Tasks to carry out:
1) Answer these from the text on the Parquet file format, one line each:
(a) Which two encoding methods does Parquet use?
(b) What two basic preprocessing steps does the author list?
(c) What does Pandas call the monotonically increasing id it provides when a dataframe is loaded?
2) Render this sentence from the Parquet file format text in French: "Parquet, however, arranges data by columns, allowing more efficient storage and retrieval of column-specific information."
3) Pick up the text on the Parquet file format right after its final line and write what comes next.

Reading text:
***

Some details about parquet file format

CSV files store data in rows with values separated by delimiters, while JSON uses key-value pairs for structured data.

Parquet, however, arranges data by columns, allowing more efficient storage and retrieval of column-specific information. It employs advanced compression techniques and encoding methods, like Run-Length and Dictionary Encoding, resulting in smaller file sizes and faster query performance.

This optimized structure makes Parquet well-suited for analytical workloads, big data processing, and data warehousing, as it significantly reduces storage needs and enhances processing speeds compared to CSV and JSON formats.

I will always prefer working with parquet format for my analytical projects, even if the source file csv/json, i will always try to convert it into parquet format.

**Preprocessing Steps & Surrogate Key

We will perform a basic preprocessing step

Drop duplicates
Add a surrogate key

Each record in dataset represents a trip. We can apply complex hashing (md5, sha256) of concatenating multiple columns to represent a unique record for each trip or we can just assign the monotically increasing id. Both can work, i will be applying monotonically increasing id. Pandas provide this out of the box when we load in the dataframe. it is called index.

Just for the reference, if some of the folks wants to take hashing route. one can apply the logic as below. please note it’s gonna be a little slow.

# Will not be using in this article, code written here just for reference only
# Continue from the below code block
def genMd5Hash(*args) -> str:
    string = ''.join([str(arg) for arg in args])

    """ Function to generate md5 when given a string """

    return hashlib.md5(string.encode())

df['trip_id'] = df.apply(genMd5Hash,axis=1)

# Just adding for sequence. the trip_id columns would be located at the end, so i will filtered out all the cols except `trip_id`

cols = list(filter(lambda x: x != 'trip_id', df.columns))

***

Raw data:
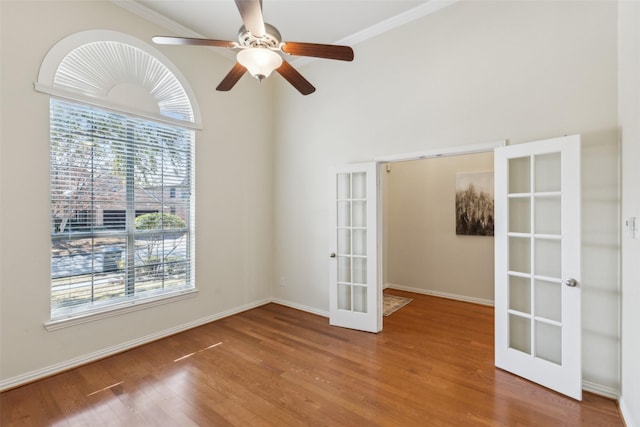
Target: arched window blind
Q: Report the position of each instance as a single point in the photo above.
(121, 186)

***

Exercise answers:
1)
(a) Run-Length Encoding and Dictionary Encoding
(b) Drop duplicates and add a surrogate key
(c) The index

2) Parquet, en revanche, organise les données par colonnes, ce qui permet un stockage et une récupération plus efficaces des informations propres à chaque colonne.

3)
# combining array in this way ensures `trip_id` is always on the first columns, just for readability purposes

cols = ['trip_id'] + cols

df[cols].head()

# this will drop duplicates

df = df.drop_duplicates()

# It will insert `trip_id` to the first location in columns

df.insert(0,'trip_id',df.index)

output:

As we can see trip_id column was added, which is nothing by a monotonically increasing id or index from data frame.

Data Modelling

Now preprocessing of the data is completed. The next step would be to create data model.

Some definitions of data model and dimnensions in a layman terms.

Definitions

Data Model
A data model is like a blueprint or a plan that defines how data is organized, structured, and related within a database or system.

Why do we need it?
It helps in understanding the different types of data, their relationships, and how they can be accessed or retrieved.

Analogy
Imagine you’re building a house. Before construction begins, you have architectural plans that detail where rooms will be located, how they connect, and what materials will be used. Similarly, a data model outlines how data will be stored, what types of data are needed, and how different pieces of data relate to each other.

Dimension
A dimension in a model refers to a way of organizing or categorizing data to help understand and analyze information more effectively. It’s like grouping or labeling data based on specific attributes or characteristics.

Why do we need it?
Dimensions provide context and structure to data, making it easier to study and gain insights. They help in organizing information in a meaningful way, allowing users to ask questions and perform analyses that can lead to better decision-making.

Analogy
In a sales model, time can be a dimension. You might break down time into years, months, and days to analyze sales performance over different time periods. Similarly, in a customer model, age or location can be dimensions to categorize customers based on their age groups or geographic regions.

Creating datetime_dim dimension table

datetime_dim = df[['tpep_pickup_datetime','tpep_dropoff_datetime']].reset_index(drop=True)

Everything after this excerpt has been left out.